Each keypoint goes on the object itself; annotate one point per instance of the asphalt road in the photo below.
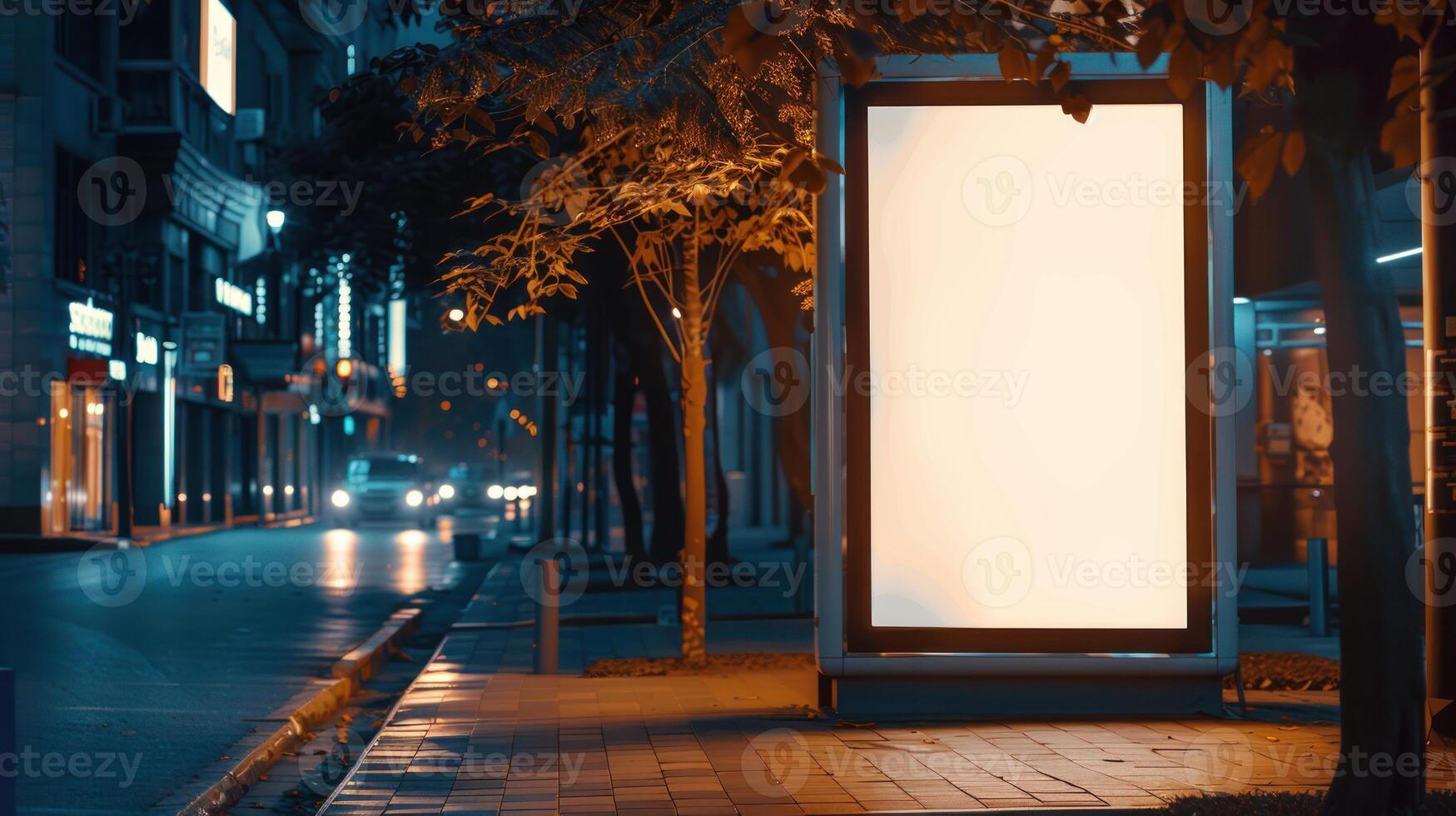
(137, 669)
* * *
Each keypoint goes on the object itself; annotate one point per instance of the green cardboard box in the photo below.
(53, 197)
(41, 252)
* * *
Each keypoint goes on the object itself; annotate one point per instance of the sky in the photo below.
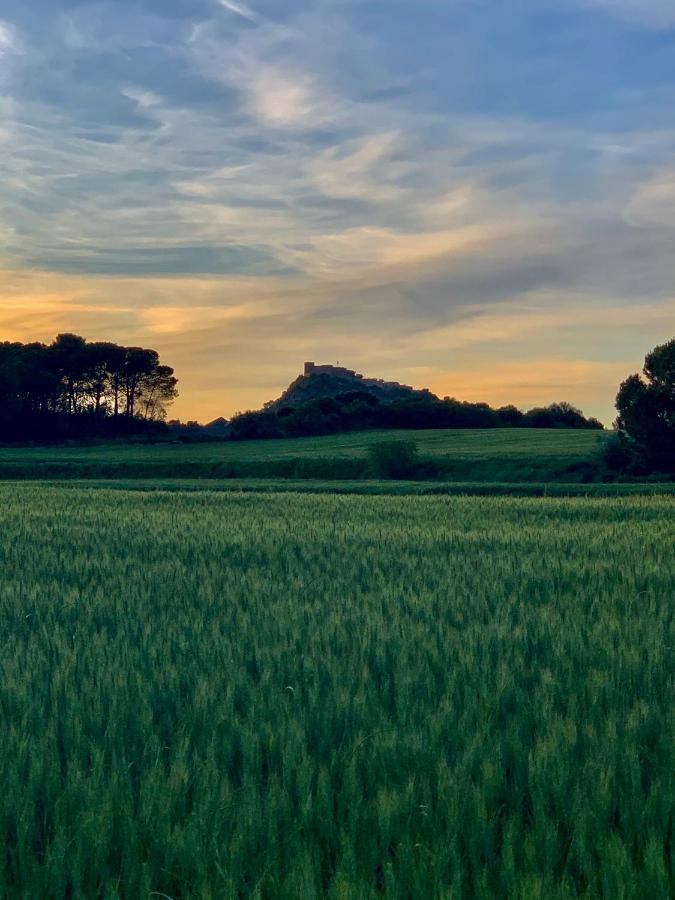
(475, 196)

Exercise task:
Extract each line from the records above that contains the word "goes", treating uppercase and lowercase letters as different.

Solution below:
Each keypoint goes on the object itself; annotate one point per instance of the asphalt road in the photo below.
Each keypoint goes on the object itself; annotate one point per instance of the green cardboard box in the photo below.
Each keypoint goes on the object itself; annotate one point per instance of the sky in the photo below.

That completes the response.